━━ EXCERPT

From eb077d9cb6c4615bf8550ac84a747dd3565acd76 Mon Sep 17 00:00:00 2001
From: Antoine Lambert <antoine.lambert@inria.fr>
Date: Mon, 12 Oct 2020 16:23:22 +0200
Subject: [PATCH] common/archive: Fix empty content handling in
 lookup_content_raw

---
 swh/web/common/archive.py            |  2 +-
 swh/web/tests/common/test_archive.py |  7 +++++++
 swh/web/tests/data.py                |  3 +++
 swh/web/tests/strategies.py          | 21 +++++++++++++++++++--
 4 files changed, 30 insertions(+), 3 deletions(-)

diff --git a/swh/web/common/archive.py b/swh/web/common/archive.py
index e0ef3a520..1824f1de7 100644
--- a/swh/web/common/archive.py
+++ b/swh/web/common/archive.py
@@ -866,7 +866,7 @@ def lookup_content_raw(q: str) -> Dict[str, Any]:
     c = lookup_content(q)
     content_sha1_bytes = hashutil.hash_to_bytes(c["checksums"]["sha1"])
     content_data = storage.content_get_data(content_sha1_bytes)
-    if not content_data:
+    if content_data is None:
         algo, hash_ = query.parse_hash(q)

━━━━

▸ **EXERCISES**
1. Please tell whether each statement agrees with the patch, answering yes or no and quoting the deciding words: (a) the patch touches four files; (b) it removes more lines than it adds; (c) in archive.py, the check on content_data becomes a test for None.
2. Pick up the empty-content patch right after its last line, "algo, hash_ = query.parse_hash(q)", and carry it further.

━━ GIVEN ENTRIES

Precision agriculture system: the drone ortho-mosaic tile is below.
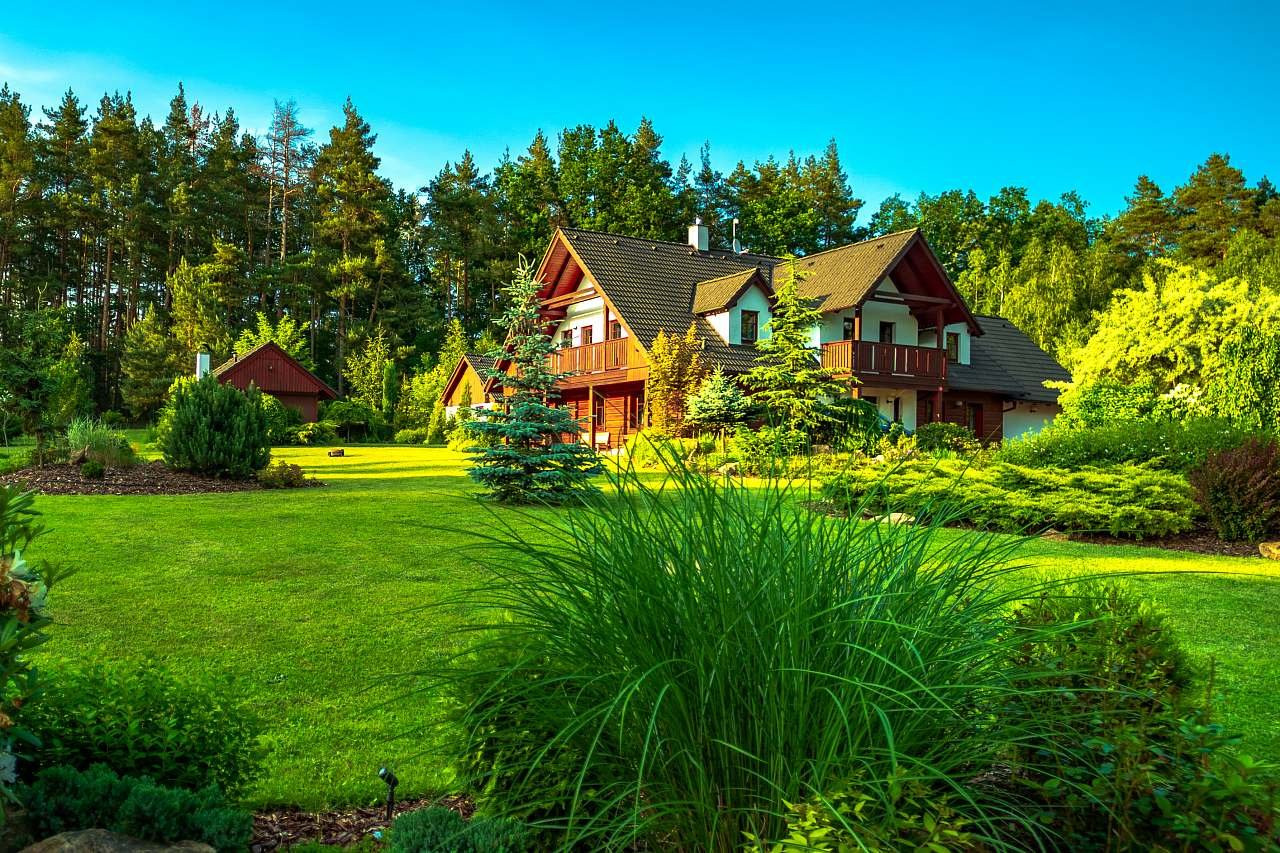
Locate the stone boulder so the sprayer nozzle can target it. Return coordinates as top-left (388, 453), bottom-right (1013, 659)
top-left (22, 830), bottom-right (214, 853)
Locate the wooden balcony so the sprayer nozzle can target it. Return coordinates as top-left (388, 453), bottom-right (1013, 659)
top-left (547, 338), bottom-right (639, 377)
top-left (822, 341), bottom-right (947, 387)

━━━━

▸ **THE RESPONSES**
1.
(a) Yes: "4 files changed"
(b) No: "30 insertions(+), 3 deletions(-)"
(c) Yes: "if content_data is None:"

2.
         raise NotFoundExc(
             f"Bytes of content with {algo} checksum equals "
diff --git a/swh/web/tests/common/test_archive.py b/swh/web/tests/common/test_archive.py
index 050f4cbf2..4b06f5b72 100644
--- a/swh/web/tests/common/test_archive.py
+++ b/swh/web/tests/common/test_archive.py
@@ -26,6 +26,7 @@ from swh.web.tests.strategies import (
     contents,
     contents_with_ctags,
     directory,
+    empty_content,
     empty_directory,
     invalid_sha1,
     new_origin,
@@ -627,6 +628,12 @@ def test_lookup_content_raw(archive_data, content):
     assert actual_content == expected_content
 
 
+@given(empty_content())
+def test_lookup_empty_content_raw(archive_data, empty_content):
+    content_raw = archive.lookup_content_raw(f"sha1_git:{empty_content['sha1_git']}")
+    assert content_raw["data"] == b""
+
+
 def test_lookup_content_not_found():
     unknown_content_ = random_content()
 
diff --git a/swh/web/tests/data.py b/swh/web/tests/data.py
index 1d7433547..a52225bd3 100644
--- a/swh/web/tests/data.py
+++ b/swh/web/tests/data.py
@@ -287,6 +287,9 @@ def _init_tests_data():
     # Add the empty directory to the test archive
     storage.directory_add([Directory(entries=())])
 
+    # Add empty content to the test archive
+    storage.content_add([Content.from_data(data=b"")])
+
     # Return tests data
     return {
         "search": search,
diff --git a/swh/web/tests/strategies.py b/swh/web/tests/strategies.py
index 8a8499ed9..e132111e3 100644
--- a/swh/web/tests/strategies.py
+++ b/swh/web/tests/strategies.py
@@ -20,11 +20,17 @@ from hypothesis.strategies import (
     text,
 )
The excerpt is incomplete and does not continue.